Directions →
Word for word, restate the entries below, but exclude the images.

(Saved entries)
◇ ◇ ◇ ◇ ◇

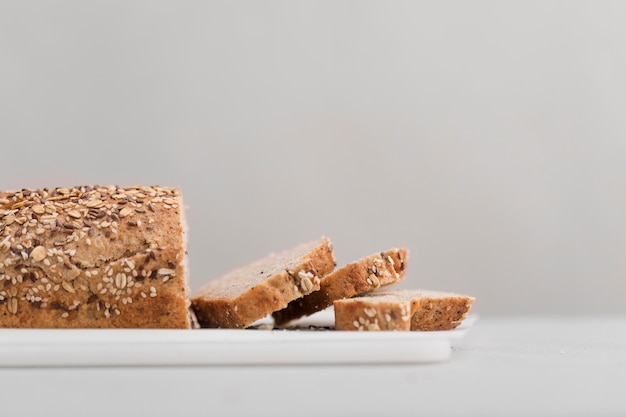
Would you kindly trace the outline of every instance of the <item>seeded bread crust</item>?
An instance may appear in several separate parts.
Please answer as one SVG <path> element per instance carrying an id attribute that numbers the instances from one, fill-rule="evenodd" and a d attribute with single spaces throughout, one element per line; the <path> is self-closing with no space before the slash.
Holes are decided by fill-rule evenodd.
<path id="1" fill-rule="evenodd" d="M 354 297 L 402 281 L 408 256 L 408 249 L 394 248 L 335 270 L 322 278 L 319 291 L 294 300 L 286 308 L 273 313 L 275 325 L 288 326 L 293 320 L 330 307 L 335 300 Z"/>
<path id="2" fill-rule="evenodd" d="M 192 297 L 202 327 L 245 328 L 317 291 L 335 268 L 328 238 L 303 243 L 209 281 Z"/>
<path id="3" fill-rule="evenodd" d="M 0 192 L 0 327 L 190 328 L 176 188 Z"/>
<path id="4" fill-rule="evenodd" d="M 375 291 L 334 302 L 337 330 L 450 330 L 467 317 L 475 299 L 424 290 Z"/>

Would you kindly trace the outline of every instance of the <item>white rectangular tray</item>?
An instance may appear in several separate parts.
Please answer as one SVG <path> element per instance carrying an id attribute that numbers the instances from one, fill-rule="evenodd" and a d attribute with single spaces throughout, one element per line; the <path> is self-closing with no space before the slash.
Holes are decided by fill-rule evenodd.
<path id="1" fill-rule="evenodd" d="M 474 320 L 436 332 L 0 329 L 0 368 L 442 362 Z M 323 311 L 299 324 L 332 323 Z"/>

◇ ◇ ◇ ◇ ◇

Exercise response →
Would you kindly trace the outline of every instance of the <item>seeded bread crust</item>?
An instance may appear in several separate parts.
Please answer as one SVG <path> element per instance carrying an id attribute that numbers the instances from one, fill-rule="evenodd" and a d attribute with single spaces throughout, one element per line; the <path> is self-closing with no space before the slash.
Holes are decided by fill-rule evenodd.
<path id="1" fill-rule="evenodd" d="M 354 297 L 402 281 L 408 256 L 408 249 L 394 248 L 335 270 L 322 278 L 319 291 L 294 300 L 286 308 L 273 313 L 275 325 L 288 326 L 293 320 L 330 307 L 335 300 Z"/>
<path id="2" fill-rule="evenodd" d="M 192 297 L 202 327 L 245 328 L 317 291 L 335 268 L 328 238 L 303 243 L 209 281 Z"/>
<path id="3" fill-rule="evenodd" d="M 0 192 L 0 327 L 190 328 L 176 188 Z"/>
<path id="4" fill-rule="evenodd" d="M 375 291 L 334 302 L 337 330 L 450 330 L 467 317 L 475 299 L 424 290 Z"/>

Would you kindly trace the outline of every instance of the <item>white rectangular tray</item>?
An instance may appear in several separate parts.
Please answer as one SVG <path> element per instance carrying an id attribute that numbers the instances from one, fill-rule="evenodd" and a d attribute with single spaces throughout, one element per line; the <path> is self-closing with no space before the slash.
Holes are decided by fill-rule evenodd.
<path id="1" fill-rule="evenodd" d="M 474 320 L 436 332 L 0 329 L 0 368 L 442 362 Z M 323 311 L 299 324 L 332 323 Z"/>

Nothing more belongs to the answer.